[Point-per-instance localization data]
[Start of Attachment]
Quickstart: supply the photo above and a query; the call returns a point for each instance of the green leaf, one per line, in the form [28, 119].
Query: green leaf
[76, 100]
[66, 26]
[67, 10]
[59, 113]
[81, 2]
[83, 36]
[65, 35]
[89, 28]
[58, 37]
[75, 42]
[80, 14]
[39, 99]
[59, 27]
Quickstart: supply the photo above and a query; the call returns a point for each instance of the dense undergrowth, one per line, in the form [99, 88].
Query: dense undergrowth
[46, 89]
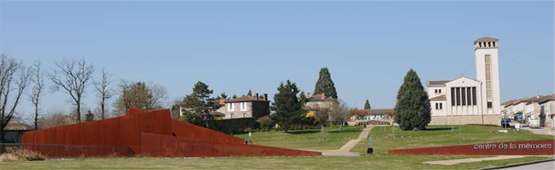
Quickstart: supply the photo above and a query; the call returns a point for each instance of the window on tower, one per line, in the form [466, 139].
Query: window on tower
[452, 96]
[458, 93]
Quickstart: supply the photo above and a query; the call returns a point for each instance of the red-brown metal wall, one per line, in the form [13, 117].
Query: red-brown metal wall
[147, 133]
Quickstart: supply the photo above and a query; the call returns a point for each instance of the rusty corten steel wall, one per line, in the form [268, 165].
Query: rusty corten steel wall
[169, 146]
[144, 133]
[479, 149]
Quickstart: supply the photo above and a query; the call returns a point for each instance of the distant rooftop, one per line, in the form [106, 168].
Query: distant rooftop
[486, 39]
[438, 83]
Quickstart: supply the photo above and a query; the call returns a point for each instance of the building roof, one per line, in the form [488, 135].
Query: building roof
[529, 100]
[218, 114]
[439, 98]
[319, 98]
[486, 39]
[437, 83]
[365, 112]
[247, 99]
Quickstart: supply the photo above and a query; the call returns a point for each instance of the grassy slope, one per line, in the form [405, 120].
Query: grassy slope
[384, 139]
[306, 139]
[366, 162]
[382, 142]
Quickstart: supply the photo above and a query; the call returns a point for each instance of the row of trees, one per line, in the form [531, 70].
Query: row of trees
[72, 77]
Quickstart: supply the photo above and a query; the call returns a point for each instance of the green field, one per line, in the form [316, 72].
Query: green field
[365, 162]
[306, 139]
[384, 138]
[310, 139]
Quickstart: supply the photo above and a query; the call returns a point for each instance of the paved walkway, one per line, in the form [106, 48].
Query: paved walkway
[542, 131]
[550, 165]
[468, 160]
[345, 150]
[End of Attachment]
_What the exercise asks:_ This task asks for the data above repeated exactly, without a single picture.

_Solution to this task:_
Quickstart: supply the photo above and a query; the call returns a point for each instance of the green leaf, one per line, in the form [28, 119].
Query: green leaf
[76, 100]
[66, 26]
[67, 10]
[59, 113]
[81, 2]
[83, 36]
[65, 35]
[89, 28]
[58, 37]
[75, 42]
[80, 14]
[39, 99]
[59, 27]
Quickstart: supply the photo above and a query; the call returns a point for each instance of the dense undergrowth, one per line, in the form [99, 88].
Query: dense undergrowth
[46, 89]
Quickstart: supply the photo above and a query; the call returns a point for each instance of the window on tower, one per line, in the form [466, 139].
Query: window on tower
[452, 96]
[458, 93]
Quickstart: supply the photo above and a query; the call returns a point for each instance of the red-brown metal wall, one per line, in the form [13, 117].
Query: red-brown metal wall
[147, 133]
Quickstart: supply the photo above and a query; the call returns a point for each instance of the rusty corten steel wall, one per line, in the form [268, 165].
Query: rusty corten steel wall
[169, 146]
[144, 133]
[479, 149]
Quickstart: supply the photo above and a query; the call returns a point for each instance of the distant rooftop, one per line, in the form [106, 168].
Query: distant rooftop
[486, 39]
[438, 83]
Quickstart: supply the photo above and a query; the call returns a point for each instance of the building roof, one per line, in the form [488, 135].
Query: building roof
[529, 100]
[218, 114]
[439, 98]
[319, 98]
[486, 39]
[437, 83]
[365, 112]
[247, 99]
Quickstart: supply the photo above and a query; the call returns a point for each instance of the grassy slope, one per line, in the form [405, 120].
Query: grassy slope
[384, 139]
[306, 139]
[366, 162]
[382, 142]
Quickstart: supply the photo above and a query; the call returns a point for each instance of the row of trees, one per line, in the form [531, 70].
Query: row of trees
[72, 77]
Quickstart: supply the photo above and a query; the call returns a point for each instance of the green field, one per line, in the form [316, 72].
Query: green field
[365, 162]
[306, 139]
[384, 138]
[310, 139]
Quickstart: supply the photo above and a query; the call returns a point for each instance of the paved walkway, one per line, in the form [106, 48].
Query: paved walkway
[542, 131]
[550, 165]
[468, 160]
[345, 150]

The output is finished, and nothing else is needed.